- **The problem**
Rewrite each of the items below, replacing "put a marker on" with "place a point on" and leaving everything else unchanged.
>>>>
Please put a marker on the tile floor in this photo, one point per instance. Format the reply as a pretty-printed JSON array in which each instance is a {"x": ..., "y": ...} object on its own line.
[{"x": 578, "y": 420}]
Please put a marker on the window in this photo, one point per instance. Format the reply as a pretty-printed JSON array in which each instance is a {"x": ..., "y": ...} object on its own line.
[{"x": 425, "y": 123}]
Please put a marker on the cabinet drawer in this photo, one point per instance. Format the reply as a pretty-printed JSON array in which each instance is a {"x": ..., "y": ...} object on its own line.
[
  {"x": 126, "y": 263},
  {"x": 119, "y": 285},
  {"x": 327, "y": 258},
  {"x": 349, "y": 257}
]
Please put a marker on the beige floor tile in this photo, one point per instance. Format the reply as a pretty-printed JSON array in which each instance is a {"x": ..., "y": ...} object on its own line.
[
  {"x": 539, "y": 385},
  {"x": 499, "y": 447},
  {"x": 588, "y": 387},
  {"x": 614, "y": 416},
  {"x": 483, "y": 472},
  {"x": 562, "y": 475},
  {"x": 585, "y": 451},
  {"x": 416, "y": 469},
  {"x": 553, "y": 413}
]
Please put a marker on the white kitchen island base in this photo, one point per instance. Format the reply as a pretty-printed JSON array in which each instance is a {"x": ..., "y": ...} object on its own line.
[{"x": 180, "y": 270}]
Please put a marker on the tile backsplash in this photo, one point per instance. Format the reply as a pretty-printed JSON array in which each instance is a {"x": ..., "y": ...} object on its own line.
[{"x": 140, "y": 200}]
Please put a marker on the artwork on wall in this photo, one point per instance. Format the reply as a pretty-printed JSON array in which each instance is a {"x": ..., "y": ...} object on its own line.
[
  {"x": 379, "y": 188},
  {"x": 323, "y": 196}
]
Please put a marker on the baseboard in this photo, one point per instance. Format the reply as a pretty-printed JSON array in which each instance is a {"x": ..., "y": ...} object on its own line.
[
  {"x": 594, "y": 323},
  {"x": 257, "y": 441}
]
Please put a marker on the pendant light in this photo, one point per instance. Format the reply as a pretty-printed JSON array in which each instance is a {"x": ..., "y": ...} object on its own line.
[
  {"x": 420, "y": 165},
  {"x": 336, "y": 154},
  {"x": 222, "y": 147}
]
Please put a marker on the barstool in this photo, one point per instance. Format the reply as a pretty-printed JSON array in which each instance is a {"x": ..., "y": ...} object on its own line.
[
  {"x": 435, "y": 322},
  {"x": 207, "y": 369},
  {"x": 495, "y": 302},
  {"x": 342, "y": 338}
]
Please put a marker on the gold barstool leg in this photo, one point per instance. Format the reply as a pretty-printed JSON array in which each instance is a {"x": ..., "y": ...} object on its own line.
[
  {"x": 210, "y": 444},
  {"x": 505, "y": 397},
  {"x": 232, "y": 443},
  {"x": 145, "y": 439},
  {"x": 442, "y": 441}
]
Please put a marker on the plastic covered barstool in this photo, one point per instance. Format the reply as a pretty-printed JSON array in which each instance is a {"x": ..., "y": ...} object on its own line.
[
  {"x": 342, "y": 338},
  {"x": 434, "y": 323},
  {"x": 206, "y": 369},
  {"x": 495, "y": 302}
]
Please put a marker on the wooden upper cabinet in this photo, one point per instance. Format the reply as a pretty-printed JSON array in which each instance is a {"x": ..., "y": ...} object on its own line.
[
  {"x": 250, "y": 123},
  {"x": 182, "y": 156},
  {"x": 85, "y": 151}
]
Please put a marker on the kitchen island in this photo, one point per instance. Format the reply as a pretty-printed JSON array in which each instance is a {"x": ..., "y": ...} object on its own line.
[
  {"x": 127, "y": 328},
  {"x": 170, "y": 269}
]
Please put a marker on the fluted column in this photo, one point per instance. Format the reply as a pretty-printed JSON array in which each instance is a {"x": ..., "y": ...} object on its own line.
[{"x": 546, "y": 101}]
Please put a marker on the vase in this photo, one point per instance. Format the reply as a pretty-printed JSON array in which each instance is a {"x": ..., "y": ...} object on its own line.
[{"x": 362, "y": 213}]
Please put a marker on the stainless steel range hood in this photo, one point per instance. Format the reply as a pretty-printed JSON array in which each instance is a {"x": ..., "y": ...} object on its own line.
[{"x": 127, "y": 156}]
<<<<
- **Expected answer**
Please place a point on the tile floor in this photo, one point per instance. Format the reply as a pretty-printed JSON array in which each instance is a {"x": ..., "y": ...} object on its own line.
[{"x": 578, "y": 420}]
Please place a point on the window in this photo, one point per instance. Format the reply as a pretty-printed JSON array in which each instance is a {"x": ..., "y": ...} object on its own line.
[{"x": 425, "y": 123}]
Please place a point on the cabinet drawer in this photo, one point per instance. Format the reply as a pretty-printed JSON array in which each instance is a {"x": ..., "y": ...} object on its own line.
[
  {"x": 126, "y": 263},
  {"x": 119, "y": 285},
  {"x": 327, "y": 258},
  {"x": 349, "y": 257}
]
Please place a point on the beige floor tile in this photo, one point per instance. Format the reply as a pretty-printed JSON array in which each instance is a {"x": ..., "y": ...} object on its own line.
[
  {"x": 539, "y": 385},
  {"x": 499, "y": 447},
  {"x": 588, "y": 387},
  {"x": 614, "y": 416},
  {"x": 483, "y": 472},
  {"x": 562, "y": 475},
  {"x": 585, "y": 451},
  {"x": 416, "y": 469},
  {"x": 553, "y": 413}
]
Please place a point on the white kitchen island base in this photo, one point per instance. Format the reply as a pretty-printed JSON array in which each instance is a {"x": ..., "y": ...} object on its own line.
[{"x": 180, "y": 270}]
Please place a point on the tile backsplash in this photo, one point per instance. Format the reply as a pretty-printed JSON array in which each instance is a {"x": ..., "y": ...} object on its own line.
[{"x": 140, "y": 200}]
Please place a point on the artwork on wall in this photo, one point per instance. Format the reply as a pretty-printed JSON array in which each instance is a {"x": ..., "y": ...} object on its own line.
[
  {"x": 379, "y": 188},
  {"x": 323, "y": 196}
]
Please place a point on the baseboard in this photo, one point per instance. Format the reply as a pretty-printed JSON array in which each instance is a {"x": ..., "y": ...} object on its own line.
[
  {"x": 594, "y": 323},
  {"x": 257, "y": 441}
]
Please place a point on the pendant light in this photo, one point per instance. Format the reply as a pretty-printed JSON array in which each instance is a {"x": ..., "y": ...} object on its own line.
[
  {"x": 420, "y": 165},
  {"x": 336, "y": 154},
  {"x": 222, "y": 147}
]
Please place a point on the barstool in this photo, one point per instance. Format the reply as a pretty-printed JSON array in which each instance is a {"x": ..., "y": ...} object on its own line.
[
  {"x": 435, "y": 322},
  {"x": 207, "y": 369},
  {"x": 495, "y": 302},
  {"x": 342, "y": 338}
]
Please place a point on the gold barstool leg in this photo, one point per instance. Format the reply as a pretty-printed JSON array in which each instance is a {"x": ..., "y": ...} object on its own line.
[
  {"x": 210, "y": 444},
  {"x": 505, "y": 397},
  {"x": 232, "y": 443},
  {"x": 145, "y": 439},
  {"x": 442, "y": 441}
]
Please place a point on the plastic covered barstool in this photo, one point per instance. Format the reply as a pretty-printed JSON array in which each instance is a {"x": ..., "y": ...} object on its own line.
[
  {"x": 342, "y": 338},
  {"x": 434, "y": 323},
  {"x": 206, "y": 369},
  {"x": 495, "y": 302}
]
Please place a point on the wooden upper cabinet in this photo, one point per instance. Format the reply as a pretty-printed JSON array in which each instance is a {"x": ..., "y": ...} object on its own line.
[
  {"x": 250, "y": 123},
  {"x": 182, "y": 156},
  {"x": 85, "y": 151}
]
Please place a point on the kitchen island in this photo, one point per instance. Format the reply as a pretty-printed JSON array in which each instance is a {"x": ..., "y": ...} object on its own line.
[
  {"x": 127, "y": 328},
  {"x": 170, "y": 269}
]
Please place a point on the fluted column in this photo, one point per instance. Format the reply as a pretty-printed JSON array in which each instance is a {"x": ..., "y": ...} object on its own line.
[{"x": 546, "y": 101}]
Please place a point on the vase in this photo, one point per instance. Format the reply as a pretty-printed JSON array in which each instance is a {"x": ..., "y": ...} object on its own line.
[{"x": 362, "y": 213}]
Please place a point on the stainless steel range hood in this photo, one point per instance. Format the reply as a pretty-printed JSON array in which each instance is a {"x": ..., "y": ...} object on its own line.
[{"x": 127, "y": 156}]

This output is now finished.